__What to do__: Set down the whole listing verbatim.

[Dataset rows on where objects appear]
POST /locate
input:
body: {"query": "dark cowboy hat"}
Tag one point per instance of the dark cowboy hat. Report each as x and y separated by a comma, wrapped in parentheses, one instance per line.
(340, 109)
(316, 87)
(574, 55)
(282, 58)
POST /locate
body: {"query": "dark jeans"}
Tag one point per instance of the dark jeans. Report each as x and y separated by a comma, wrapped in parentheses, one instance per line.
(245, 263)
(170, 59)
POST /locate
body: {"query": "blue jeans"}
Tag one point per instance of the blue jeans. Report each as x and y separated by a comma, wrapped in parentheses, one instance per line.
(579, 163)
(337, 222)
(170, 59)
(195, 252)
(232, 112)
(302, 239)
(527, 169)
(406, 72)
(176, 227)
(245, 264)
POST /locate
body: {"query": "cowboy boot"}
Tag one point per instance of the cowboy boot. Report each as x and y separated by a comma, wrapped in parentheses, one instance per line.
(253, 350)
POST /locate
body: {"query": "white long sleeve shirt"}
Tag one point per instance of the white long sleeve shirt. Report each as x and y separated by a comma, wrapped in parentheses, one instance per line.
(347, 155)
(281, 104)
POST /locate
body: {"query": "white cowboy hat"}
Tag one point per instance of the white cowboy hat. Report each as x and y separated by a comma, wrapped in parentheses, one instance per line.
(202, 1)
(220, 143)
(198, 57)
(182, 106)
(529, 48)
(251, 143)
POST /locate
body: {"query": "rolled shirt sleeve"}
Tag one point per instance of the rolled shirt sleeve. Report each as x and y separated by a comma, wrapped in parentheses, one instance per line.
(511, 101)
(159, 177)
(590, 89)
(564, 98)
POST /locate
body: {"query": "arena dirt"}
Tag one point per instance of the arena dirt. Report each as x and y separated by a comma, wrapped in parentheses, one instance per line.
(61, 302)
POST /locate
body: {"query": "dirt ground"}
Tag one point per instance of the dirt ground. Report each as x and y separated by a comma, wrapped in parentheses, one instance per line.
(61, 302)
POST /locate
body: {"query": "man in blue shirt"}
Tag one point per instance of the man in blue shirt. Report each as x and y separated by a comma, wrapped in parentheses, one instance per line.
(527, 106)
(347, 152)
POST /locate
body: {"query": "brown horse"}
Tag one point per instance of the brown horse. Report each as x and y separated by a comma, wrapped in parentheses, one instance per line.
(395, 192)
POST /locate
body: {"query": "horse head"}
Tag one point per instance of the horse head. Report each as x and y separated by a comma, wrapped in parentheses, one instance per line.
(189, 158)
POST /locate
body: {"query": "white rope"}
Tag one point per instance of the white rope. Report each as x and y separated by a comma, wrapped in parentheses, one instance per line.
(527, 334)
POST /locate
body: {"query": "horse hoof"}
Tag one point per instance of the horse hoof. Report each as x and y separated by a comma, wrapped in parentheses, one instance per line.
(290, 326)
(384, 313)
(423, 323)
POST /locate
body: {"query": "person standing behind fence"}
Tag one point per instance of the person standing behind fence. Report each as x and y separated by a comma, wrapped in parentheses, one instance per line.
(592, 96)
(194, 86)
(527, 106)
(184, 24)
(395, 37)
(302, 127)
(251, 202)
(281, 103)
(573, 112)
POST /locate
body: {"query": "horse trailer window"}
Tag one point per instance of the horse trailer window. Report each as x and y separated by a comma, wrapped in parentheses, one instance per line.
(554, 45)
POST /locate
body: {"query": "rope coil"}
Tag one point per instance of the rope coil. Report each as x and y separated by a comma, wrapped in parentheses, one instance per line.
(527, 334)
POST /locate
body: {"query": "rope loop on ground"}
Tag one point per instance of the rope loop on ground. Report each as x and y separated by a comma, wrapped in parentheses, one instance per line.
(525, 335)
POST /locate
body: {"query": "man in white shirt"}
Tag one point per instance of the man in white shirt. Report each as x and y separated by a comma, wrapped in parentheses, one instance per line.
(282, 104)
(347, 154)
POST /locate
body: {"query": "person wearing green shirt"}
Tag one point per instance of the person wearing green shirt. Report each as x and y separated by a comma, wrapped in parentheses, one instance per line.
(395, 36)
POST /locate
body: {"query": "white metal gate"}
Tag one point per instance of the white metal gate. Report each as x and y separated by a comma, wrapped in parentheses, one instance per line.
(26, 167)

__Result__:
POST /locate
input:
body: {"query": "dark cowboy hat"}
Tag one point per instance of the dark cowboy hat. Report each as x and y separated by a comma, wrapped in parentheses, one instance per line.
(340, 109)
(316, 87)
(574, 55)
(282, 58)
POST /locate
body: {"query": "dark jeans"}
Tag one point per instance of the dark jeans. Report each as x and y separated by a comma, wrapped in parentheses, one instance per line.
(245, 263)
(170, 59)
POST /locate
body: {"query": "blue jeans"}
Tag one point per instance of the blue jeans. Report each as x and y separated by a comma, wrapped in parentheses, one instance per line.
(579, 163)
(337, 222)
(170, 59)
(195, 252)
(232, 112)
(302, 239)
(527, 169)
(406, 72)
(176, 227)
(245, 264)
POST /locate
body: {"query": "cowboy boot"}
Tag one point per instance of the cowboy boot. Report each as x and y separated by a comma, wrapped in parentheses, one instance per line.
(253, 350)
POST /locate
body: {"query": "white long sleeve shirt"}
Tag one point per instance of the white long sleeve shirt. Report each as x and y separated by a comma, wrapped in parentheses, one instance per line.
(347, 155)
(281, 104)
POST /locate
body: {"query": "white cowboy hat"}
Tag one point per instance of the white cowboy hat. Report each as x and y separated by a comma, wrapped in parentheses, one instance per line.
(202, 1)
(220, 143)
(198, 57)
(182, 106)
(529, 48)
(251, 143)
POST /locate
body: {"query": "rolled shirt sleeve"}
Tag one point per instance of the rolled shirt sleeve. Report each as x and y separated by a comma, wrapped in parentheses, one instance per line.
(511, 101)
(159, 177)
(590, 89)
(564, 98)
POST /locate
body: {"query": "arena dirt"}
Tag one point per instance of the arena dirt. Report each as x and y separated by a comma, wrapped in parentheses, one instance per line.
(61, 302)
POST /locate
body: {"query": "dirt ground"}
Tag one point per instance of the dirt ground. Report each as x and y separated by a comma, wrapped in parentheses, one instance per line.
(61, 302)
POST /locate
body: {"query": "man in blue shirt"}
Tag one point per instance of the man in blue shirt. Report each as x and y separated by a comma, wrapped in parentheses, one instance per line.
(527, 106)
(347, 152)
POST /locate
body: {"query": "brown horse"}
Tag one point per instance of the brown horse. Report each as x and y separated by a comma, wrapped in parentheses, one instance per line.
(395, 192)
POST /locate
body: {"query": "horse head"}
Tag one point per instance of the horse head. Report each as x and y separated by a comma, wrapped in parentheses, one instance per line.
(189, 158)
POST /locate
body: {"query": "white rope"}
Tag one point per instance of the white rope. Report each as x and y separated by a comma, wrapped in parentheses, one instance per line.
(527, 334)
POST /locate
body: {"query": "horse hoof"}
Tag one point per instance of the horse hoof. Report each as x and y separated by a comma, wrapped in parentheses, one instance per line.
(290, 326)
(384, 313)
(423, 323)
POST /locate
body: {"query": "person standing behind fence"}
Tag one point per instance of the person standing behind fence. Report each as x and y separated by a comma, wrapped in parentheses, one instance per line.
(592, 96)
(194, 86)
(527, 106)
(184, 24)
(395, 37)
(302, 127)
(251, 202)
(281, 103)
(573, 112)
POST /locate
body: {"query": "horse trailer window"}
Tag one point per instance of the horse trailer window. Report each as x and y separated by a comma, wrapped in parentheses, one instance per line.
(554, 45)
POST /locate
body: {"query": "rope coil"}
Tag one point per instance of the rope coil. Report each as x and y separated by a comma, wrapped in parentheses, one instance per line.
(527, 334)
POST /locate
body: {"query": "rope loop on ground"}
Tag one point per instance of the rope loop on ground. Report each as x and y separated by a comma, wrapped in parentheses, one instance per line.
(525, 335)
POST /locate
body: {"query": "man in white shirt"}
Tag one point per instance of the man in white shirt. Report each as x and y separated by a comma, wrapped in parentheses, one instance per line.
(282, 104)
(347, 154)
POST /locate
body: {"query": "person wearing green shirt"}
Tag one point per instance of the person wearing green shirt. Report each as x and y separated by a comma, wrapped in parentheses, one instance per line.
(395, 36)
POST /locate
body: {"query": "white metal gate"}
Tag one point per instance of the white metal gate. Report each as x and y separated by a comma, wrapped in parentheses, one instance per line.
(26, 167)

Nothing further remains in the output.